> _Document text_
┌──
Pooling Data in Longitudinal/Cross-Sectional Survey

Paige LaPierre

Join Date: Oct 2020

Posts: 33
#1

Pooling Data in Longitudinal/Cross-Sectional Survey

17 Oct 2021, 16:42

Hello everyone;

I am working with the National Longitudinal Survey of Children and Youth (NLSCY); a study conducted every 2 years. There are 8 reference periods, each named Cycle 1, Cycle 2, Cycle 3,...... Cycle 8.

I am looking at the impact of participation in regulated childcare (daycare or licensed family-care center) on the school readiness of low-income children. School-readiness is measured using a test score called PPVT-R.

My dependent variable is the standard score of PPVT-R which is administered once to children aged 4-5 across all cycles. My dependent variable is participation in regulated childcare. I am looking at the effects of school-readiness prior to Quebec's subsidized daycare (2000) and after, and comparing it to Ontario.

I would need to pool Cycles 1, 2 and 3 together, and Cycles 4,5,6,7,8, together so that I have information on the child's childcare arrangements. If I do not do this, 4-5 years either (a) dont have information on childcare because they are in school, or (b) their childcare is not relevant.

Therefore, I want to know if there is a way to pool the variables from participants across all cycles.

Example: Child who is aged 3 in Cycle 2 has information on childcare arrangements (eg: attends daycare). At Cycle 3 they are 5 and took the PPVT-R (childcare arrangement is not applicable or changed since they are in Kindergarten). I would need to use the observation of the childcare variable off Cycle 2 instead of cycle 3 so that my regression analysis will make sense.

The PERSUK variable is the child's unique identifier; each child is given a unique number that is the same across cycles. I am guessing I merge 1:1 using PERSUK?

If there isnt enough information in this i am sorry. i also emailed Statistics Canada for help just thought I would also try here.
Tags: None
Clyde Schechter

Join Date: Apr 2014

Posts: 30115
#2

17 Oct 2021, 17:04

The PERSUK variable is the child's unique identifier; each child is given a unique number that is the same across cycles. I am guessing I merge 1:1 using PERSUK?

No, that would, at best, be a syntax error. To be syntactically correct it would be -merge 1:1 PERSUK using name_of_file_to_be_merged_in-. Even this presupposes that there is only one observation in each file for any given child. If for any reason that is not the case, then a 1:1 merge will fail and some other approach, which would depend on the specifics of how the data is organized, would be needed. Theh -isid- command will help you identify whether or not this uniqueness of observations is satisfied in your data sets. (See -help isid- for details.)

But, most likely, this is not a -merge- at all. -merge- is used to combine data sets for the purpose of adding new variables to an existing data set. But it sounds like each data set you have is a wave of the survey and those files will contain, for the most part, the same variables (which have been assessed repeatedly). So more likely you will want to -append- the files to combine these data sets. -append- will tolerate the addition of new variables as well, but, unlike -merge-, it will leave you with a long layout data set, one observation per child per cycle, which is the layout you need to work with this data in Stata. Again, the exact code for combining these files will depend on details of the data layouts.
└──
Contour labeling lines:
┌──
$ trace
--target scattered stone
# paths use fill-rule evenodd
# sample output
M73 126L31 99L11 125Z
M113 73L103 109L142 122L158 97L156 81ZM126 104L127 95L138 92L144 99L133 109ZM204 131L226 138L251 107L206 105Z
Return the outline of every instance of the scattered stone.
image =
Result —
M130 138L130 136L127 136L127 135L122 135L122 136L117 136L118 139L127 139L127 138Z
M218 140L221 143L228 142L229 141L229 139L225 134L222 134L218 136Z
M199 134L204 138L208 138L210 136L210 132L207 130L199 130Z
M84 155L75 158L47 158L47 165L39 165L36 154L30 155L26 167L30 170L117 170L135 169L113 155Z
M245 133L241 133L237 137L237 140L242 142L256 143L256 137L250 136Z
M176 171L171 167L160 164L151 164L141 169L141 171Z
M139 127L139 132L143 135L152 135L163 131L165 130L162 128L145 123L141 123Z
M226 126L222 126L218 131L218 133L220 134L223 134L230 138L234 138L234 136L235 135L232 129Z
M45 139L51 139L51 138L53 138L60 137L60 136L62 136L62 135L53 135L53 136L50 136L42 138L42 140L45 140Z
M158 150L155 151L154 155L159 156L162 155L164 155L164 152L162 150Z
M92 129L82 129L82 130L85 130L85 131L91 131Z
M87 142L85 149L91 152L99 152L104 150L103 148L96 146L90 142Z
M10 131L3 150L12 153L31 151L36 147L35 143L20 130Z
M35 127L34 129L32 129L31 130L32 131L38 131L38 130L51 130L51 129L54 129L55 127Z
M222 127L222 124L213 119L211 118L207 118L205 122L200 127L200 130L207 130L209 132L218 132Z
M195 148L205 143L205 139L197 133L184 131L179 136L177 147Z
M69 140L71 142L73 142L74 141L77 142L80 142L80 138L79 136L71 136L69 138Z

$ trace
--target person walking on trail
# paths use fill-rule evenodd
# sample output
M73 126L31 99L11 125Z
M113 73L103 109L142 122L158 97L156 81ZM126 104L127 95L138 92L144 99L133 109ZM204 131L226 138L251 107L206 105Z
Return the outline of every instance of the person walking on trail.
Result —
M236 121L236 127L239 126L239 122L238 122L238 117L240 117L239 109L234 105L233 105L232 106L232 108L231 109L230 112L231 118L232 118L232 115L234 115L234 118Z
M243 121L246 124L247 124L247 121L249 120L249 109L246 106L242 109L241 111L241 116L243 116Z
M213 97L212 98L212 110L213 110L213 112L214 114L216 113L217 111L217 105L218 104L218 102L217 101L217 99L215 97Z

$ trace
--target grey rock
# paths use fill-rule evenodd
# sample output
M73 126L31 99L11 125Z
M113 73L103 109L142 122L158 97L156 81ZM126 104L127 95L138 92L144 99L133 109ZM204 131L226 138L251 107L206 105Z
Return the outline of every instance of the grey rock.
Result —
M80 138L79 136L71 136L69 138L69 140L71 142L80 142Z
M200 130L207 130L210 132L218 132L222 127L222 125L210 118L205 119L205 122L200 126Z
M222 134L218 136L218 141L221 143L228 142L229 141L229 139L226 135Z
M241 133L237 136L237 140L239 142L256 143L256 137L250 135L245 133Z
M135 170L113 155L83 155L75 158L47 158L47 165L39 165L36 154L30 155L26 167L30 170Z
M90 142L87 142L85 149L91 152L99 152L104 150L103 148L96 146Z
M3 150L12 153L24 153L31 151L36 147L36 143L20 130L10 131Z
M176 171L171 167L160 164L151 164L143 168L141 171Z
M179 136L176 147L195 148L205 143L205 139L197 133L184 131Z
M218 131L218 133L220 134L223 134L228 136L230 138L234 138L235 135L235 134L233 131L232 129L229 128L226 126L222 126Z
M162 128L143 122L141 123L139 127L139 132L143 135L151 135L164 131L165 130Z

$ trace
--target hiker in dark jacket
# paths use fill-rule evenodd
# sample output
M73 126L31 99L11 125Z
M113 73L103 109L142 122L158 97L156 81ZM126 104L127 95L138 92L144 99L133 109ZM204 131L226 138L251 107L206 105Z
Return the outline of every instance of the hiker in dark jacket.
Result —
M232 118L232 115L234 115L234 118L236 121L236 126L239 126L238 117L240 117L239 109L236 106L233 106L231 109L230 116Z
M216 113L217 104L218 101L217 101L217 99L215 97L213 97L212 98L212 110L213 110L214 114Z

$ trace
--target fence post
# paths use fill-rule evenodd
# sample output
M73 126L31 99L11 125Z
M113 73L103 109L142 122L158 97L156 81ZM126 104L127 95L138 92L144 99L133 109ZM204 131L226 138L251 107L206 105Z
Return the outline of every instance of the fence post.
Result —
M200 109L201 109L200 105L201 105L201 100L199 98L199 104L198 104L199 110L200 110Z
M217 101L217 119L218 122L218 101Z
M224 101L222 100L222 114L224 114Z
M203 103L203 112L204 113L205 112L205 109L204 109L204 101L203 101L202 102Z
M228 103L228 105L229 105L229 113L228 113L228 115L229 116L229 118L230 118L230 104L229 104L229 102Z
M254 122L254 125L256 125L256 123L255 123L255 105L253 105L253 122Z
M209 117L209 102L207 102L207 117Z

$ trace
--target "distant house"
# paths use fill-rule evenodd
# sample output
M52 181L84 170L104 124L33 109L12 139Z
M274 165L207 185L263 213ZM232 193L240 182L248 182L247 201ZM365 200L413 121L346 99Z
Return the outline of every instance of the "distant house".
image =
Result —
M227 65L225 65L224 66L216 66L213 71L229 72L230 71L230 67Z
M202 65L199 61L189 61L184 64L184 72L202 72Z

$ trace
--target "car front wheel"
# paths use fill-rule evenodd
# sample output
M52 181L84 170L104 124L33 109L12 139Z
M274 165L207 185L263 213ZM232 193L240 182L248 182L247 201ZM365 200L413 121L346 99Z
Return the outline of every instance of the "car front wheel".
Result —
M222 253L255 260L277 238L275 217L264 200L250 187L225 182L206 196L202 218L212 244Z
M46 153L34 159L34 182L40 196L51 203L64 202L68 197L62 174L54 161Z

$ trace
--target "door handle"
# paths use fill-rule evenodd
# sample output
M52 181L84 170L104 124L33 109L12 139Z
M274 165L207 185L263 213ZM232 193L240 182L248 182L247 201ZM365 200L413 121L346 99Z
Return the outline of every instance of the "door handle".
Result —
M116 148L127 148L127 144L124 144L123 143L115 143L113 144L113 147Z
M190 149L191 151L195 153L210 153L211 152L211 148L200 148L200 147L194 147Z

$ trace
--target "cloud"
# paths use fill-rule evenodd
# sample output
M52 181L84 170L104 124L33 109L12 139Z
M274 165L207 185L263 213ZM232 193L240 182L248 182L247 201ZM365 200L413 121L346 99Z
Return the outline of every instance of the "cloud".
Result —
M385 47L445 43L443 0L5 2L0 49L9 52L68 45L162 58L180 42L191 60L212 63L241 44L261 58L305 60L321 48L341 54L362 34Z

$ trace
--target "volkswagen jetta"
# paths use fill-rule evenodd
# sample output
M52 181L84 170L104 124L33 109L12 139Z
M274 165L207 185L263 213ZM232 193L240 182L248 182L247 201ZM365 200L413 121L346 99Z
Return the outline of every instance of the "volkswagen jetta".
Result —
└──
> _Required work_
Can you duplicate the stretch of the pooling survey data thread from "Paige LaPierre" through "3,...... Cycle 8."?

> _Problem solution_
Paige LaPierre

Join Date: Oct 2020

Posts: 33
#1

Pooling Data in Longitudinal/Cross-Sectional Survey

17 Oct 2021, 16:42

Hello everyone;

I am working with the National Longitudinal Survey of Children and Youth (NLSCY); a study conducted every 2 years. There are 8 reference periods, each named Cycle 1, Cycle 2, Cycle 3,...... Cycle 8.